# Goal:
Print every line of the material below without changes, leaving out the pictures.
------ Exercise material
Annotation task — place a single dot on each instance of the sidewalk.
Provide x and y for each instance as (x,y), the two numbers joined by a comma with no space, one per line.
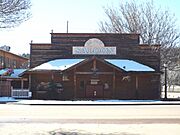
(96,102)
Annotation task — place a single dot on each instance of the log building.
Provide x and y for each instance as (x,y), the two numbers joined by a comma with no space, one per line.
(94,66)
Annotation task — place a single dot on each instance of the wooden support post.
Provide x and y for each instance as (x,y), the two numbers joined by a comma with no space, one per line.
(75,85)
(114,83)
(137,86)
(29,81)
(22,84)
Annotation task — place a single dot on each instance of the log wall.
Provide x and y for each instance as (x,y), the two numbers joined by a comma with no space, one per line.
(127,47)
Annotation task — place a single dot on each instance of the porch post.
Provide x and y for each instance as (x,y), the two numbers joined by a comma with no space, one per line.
(75,83)
(22,84)
(114,83)
(137,86)
(29,81)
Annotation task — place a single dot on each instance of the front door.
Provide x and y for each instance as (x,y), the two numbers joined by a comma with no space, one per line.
(94,91)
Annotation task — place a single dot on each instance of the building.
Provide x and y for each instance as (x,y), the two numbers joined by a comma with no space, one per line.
(11,60)
(94,66)
(11,66)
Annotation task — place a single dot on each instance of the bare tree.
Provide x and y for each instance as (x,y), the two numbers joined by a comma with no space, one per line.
(155,26)
(14,12)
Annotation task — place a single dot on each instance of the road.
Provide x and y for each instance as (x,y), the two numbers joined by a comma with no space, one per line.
(103,119)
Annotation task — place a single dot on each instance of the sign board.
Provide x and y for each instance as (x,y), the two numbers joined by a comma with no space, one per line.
(94,46)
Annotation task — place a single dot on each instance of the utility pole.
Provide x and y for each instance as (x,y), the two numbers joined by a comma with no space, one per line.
(165,81)
(67,26)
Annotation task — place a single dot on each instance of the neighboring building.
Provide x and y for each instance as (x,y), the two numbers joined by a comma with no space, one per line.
(94,66)
(11,84)
(13,61)
(11,66)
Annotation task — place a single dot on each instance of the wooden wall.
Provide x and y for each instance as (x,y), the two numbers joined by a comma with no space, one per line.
(127,46)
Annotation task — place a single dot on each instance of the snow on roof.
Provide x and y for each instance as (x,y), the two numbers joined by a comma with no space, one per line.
(14,72)
(59,64)
(129,65)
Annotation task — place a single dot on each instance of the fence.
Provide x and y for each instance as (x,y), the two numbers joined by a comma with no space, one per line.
(5,88)
(21,93)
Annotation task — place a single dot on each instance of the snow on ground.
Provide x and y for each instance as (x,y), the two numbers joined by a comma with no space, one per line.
(88,129)
(7,99)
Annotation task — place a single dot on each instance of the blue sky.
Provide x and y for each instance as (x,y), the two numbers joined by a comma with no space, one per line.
(83,17)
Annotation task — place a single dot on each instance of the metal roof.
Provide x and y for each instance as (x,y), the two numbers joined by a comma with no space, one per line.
(129,65)
(59,64)
(14,73)
(62,64)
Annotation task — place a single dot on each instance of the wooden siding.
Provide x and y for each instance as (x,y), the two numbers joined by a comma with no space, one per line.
(127,47)
(78,84)
(10,60)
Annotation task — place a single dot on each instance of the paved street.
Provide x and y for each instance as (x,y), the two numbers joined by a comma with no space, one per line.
(125,120)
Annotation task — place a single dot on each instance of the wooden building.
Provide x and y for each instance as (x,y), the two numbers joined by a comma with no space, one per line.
(11,60)
(94,66)
(11,65)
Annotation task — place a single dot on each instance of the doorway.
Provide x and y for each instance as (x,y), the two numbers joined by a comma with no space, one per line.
------------
# In response:
Annotation task — place a single dot on each instance of the sidewalk.
Provide x and y for each instance as (x,y), the two numbers joined by a comma with no space, one per line.
(96,102)
Annotation task — place a single dot on each instance of the log building.
Provide x and y for each instance as (x,y), the two numbers joined by a comma with no space, one per line.
(94,66)
Annotation task — place a single dot on each instance of the wooden support post.
Provide x and y for each instance as (x,y), the two numbers joined by a comma with no space, one per line.
(75,85)
(114,83)
(137,86)
(29,81)
(22,84)
Annotation task — place a single dot on each instance of the log wall.
Provide x and y for each instance as (x,y), the two numbers joined by a comma with no space, one per line.
(127,47)
Annotation task — place a single dot on each instance of the porch post.
Provide x and y for each instance as (x,y), the two numbers joined by a comma with no space, one per line.
(75,83)
(22,84)
(114,83)
(137,86)
(29,81)
Annotation task — place a single dot on each instance of the front door.
Provide x and y for each instance as (x,y), the two numbers joined by a comma with no space, one per line.
(94,91)
Annotation task — place a single dot on each instance of the building.
Provide x and y for each instance as (x,y), the two numbers joined by a comma with no space, one per line.
(11,60)
(94,66)
(11,66)
Annotation task — place a single dot on each instance of the bare tree.
Provide x and y for each instance as (x,y), the two numbers joined by a comma with no space, one per line.
(155,26)
(14,12)
Annotation task — place a single dot on each instance of the road.
Provide x and y for each instance as (x,y), the two numbers joined by a comma with no space, one per line.
(103,119)
Annotation task — place a single dot on each instance of the sign board.
Provide x and y for each instance as (x,y), the two numbers joined by a comma with no space, one per line.
(94,46)
Annotation task — place a single dot on each instance of the utility pole.
Provide x and y for each instance as (x,y), the two numbers joined by a comma with no space, one per line.
(165,81)
(67,26)
Annotation task — place a single dot on each instance of the neighboring building.
Provide x and y for each instance as (x,y), the two numbers joined by a comma with no space, one per line.
(94,66)
(11,84)
(13,61)
(11,66)
Annotation task — place a single dot on each instance of the wooden wall.
Provide x and y for each instance as (x,y), the two numbers joined by a comma with no space, one per line.
(127,46)
Annotation task — place a single dot on each instance of the snow on roof.
Provide x and y for each instance as (x,y), the two numbers joined by a comma with no space, one per line.
(14,72)
(59,64)
(129,65)
Annotation task — place a single dot on each instance of the fence.
Provide x and y for each instance as (x,y), the two numbers joined by a comma with no space, one per line.
(5,88)
(21,93)
Annotation task — place a single dot on each instance of the snow on ground.
Provide x and y for each instance as (x,y), the two numbers joined by a comma with no space, one per line.
(88,129)
(7,99)
Annotation task — place a single dot on each instance of the blue sky.
Provide x and y for each instance as (x,y), the two numbers joined by a comma with no space, one per line.
(83,17)
Annotation task — place a single dot on each instance of the metal roof.
Provide x and y for each instance as (x,y), the two numbers joined by a comma with no space, one per line.
(129,65)
(59,64)
(14,73)
(62,64)
Annotation task — place a single dot on each instance of the wooden siding.
Provide x and y for each instance as (x,y), the two numbers joined by a comma with no space, one per line.
(127,47)
(78,84)
(10,60)
Annotation task — place a single dot on each instance of the paved street.
Provide x and y for each instance as (x,y), the two numbers joined by a comma with no space, one per line.
(125,120)
Annotation task — place a single dot on each instance of the wooden building.
Provide x and y for each instance as (x,y), the two numbers joined by a comma with no space, one per line.
(11,60)
(94,66)
(11,65)
Annotation task — place a single dot on each instance of the doorway.
Provide x and y for each instance as (x,y), the two numbers joined by a comma with no space, one per line.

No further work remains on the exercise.